## begin SELECTION
All the great bloggers experience trolling, right? Well, I just had the pleasure of having a run-in with a sexist, racist man on Instagram!

My profile on the social media platform is public so I can post my blog posts and connect with new people. It’s been great so far, but sometimes it’s fun, weird, past-reviving, and downright creepy who can like your posts and follow your account.

This is Not My First Racist Rodeo

The majority of racism that I have encountered in my life has been from Asian men. It was an Asian boy in sixth grade who called me a “chink” before I even knew what that word meant. Then my junior and senior years of high school were plagued by another Asian boy who ran around calling me a “gook” anytime he saw me in the hallway. That one wasn’t even trying, since that slur isn’t relevant to my actual heritage. Then, a handful of years ago, I had been called out on Facebook by a “friend” of mine for white worshiping. The common thread between that Facebook incident and this encounter is that to these men, I was another Asian victim of Western media and culture who hates my Asian roots and believed that a white man would better my status in society.
## end SELECTION
## begin DATA SUPPLIED
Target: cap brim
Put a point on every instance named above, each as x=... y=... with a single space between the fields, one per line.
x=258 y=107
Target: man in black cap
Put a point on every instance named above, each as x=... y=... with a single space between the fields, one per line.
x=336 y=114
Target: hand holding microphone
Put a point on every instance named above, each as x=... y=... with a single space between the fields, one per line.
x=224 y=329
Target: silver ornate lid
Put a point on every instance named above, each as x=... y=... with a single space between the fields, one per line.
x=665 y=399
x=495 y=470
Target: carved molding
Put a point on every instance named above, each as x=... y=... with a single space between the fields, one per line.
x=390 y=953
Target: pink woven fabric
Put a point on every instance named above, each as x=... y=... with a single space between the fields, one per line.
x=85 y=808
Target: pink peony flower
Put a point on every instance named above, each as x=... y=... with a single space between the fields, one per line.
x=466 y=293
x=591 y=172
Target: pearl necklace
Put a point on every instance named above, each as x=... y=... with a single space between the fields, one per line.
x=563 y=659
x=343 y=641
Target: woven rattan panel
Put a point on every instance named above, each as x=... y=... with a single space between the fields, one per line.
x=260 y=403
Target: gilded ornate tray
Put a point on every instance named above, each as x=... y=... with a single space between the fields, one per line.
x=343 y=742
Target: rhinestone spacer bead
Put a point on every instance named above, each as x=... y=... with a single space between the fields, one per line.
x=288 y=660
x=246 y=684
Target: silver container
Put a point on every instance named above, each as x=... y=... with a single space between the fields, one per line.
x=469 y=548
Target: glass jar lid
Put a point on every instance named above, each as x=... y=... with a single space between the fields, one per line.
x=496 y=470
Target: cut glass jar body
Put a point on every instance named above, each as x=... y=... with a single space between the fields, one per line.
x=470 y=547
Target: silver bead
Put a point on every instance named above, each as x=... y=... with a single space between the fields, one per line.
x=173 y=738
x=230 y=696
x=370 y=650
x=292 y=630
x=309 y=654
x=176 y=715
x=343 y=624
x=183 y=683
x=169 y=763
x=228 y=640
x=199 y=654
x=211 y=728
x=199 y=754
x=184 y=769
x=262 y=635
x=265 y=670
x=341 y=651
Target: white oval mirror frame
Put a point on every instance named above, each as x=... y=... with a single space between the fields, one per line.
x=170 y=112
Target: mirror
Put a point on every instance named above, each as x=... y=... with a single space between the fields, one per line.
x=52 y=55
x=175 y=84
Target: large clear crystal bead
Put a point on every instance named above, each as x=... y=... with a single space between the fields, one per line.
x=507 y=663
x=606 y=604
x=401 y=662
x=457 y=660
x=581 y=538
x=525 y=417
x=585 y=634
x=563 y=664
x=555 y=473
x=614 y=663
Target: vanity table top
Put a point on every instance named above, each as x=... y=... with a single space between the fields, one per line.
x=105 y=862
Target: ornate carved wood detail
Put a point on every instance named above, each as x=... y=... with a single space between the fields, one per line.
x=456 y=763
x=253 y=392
## end DATA SUPPLIED
# TASK TO CARRY OUT
Reproduce the blog post about the Instagram run-in word for word, from start to finish. The material has no connection to the blog post.

# ANSWER TO THIS EXERCISE
All the great bloggers experience trolling, right? Well, I just had the pleasure of having a run-in with a sexist, racist man on Instagram!

My profile on the social media platform is public so I can post my blog posts and connect with new people. It’s been great so far, but sometimes it’s fun, weird, past-reviving, and downright creepy who can like your posts and follow your account.

This is Not My First Racist Rodeo

The majority of racism that I have encountered in my life has been from Asian men. It was an Asian boy in sixth grade who called me a “chink” before I even knew what that word meant. Then my junior and senior years of high school were plagued by another Asian boy who ran around calling me a “gook” anytime he saw me in the hallway. That one wasn’t even trying, since that slur isn’t relevant to my actual heritage. Then, a handful of years ago, I had been called out on Facebook by a “friend” of mine for white worshiping. The common thread between that Facebook incident and this encounter is that to these men, I was another Asian victim of Western media and culture who hates my Asian roots and believed that a white man would better my status in society.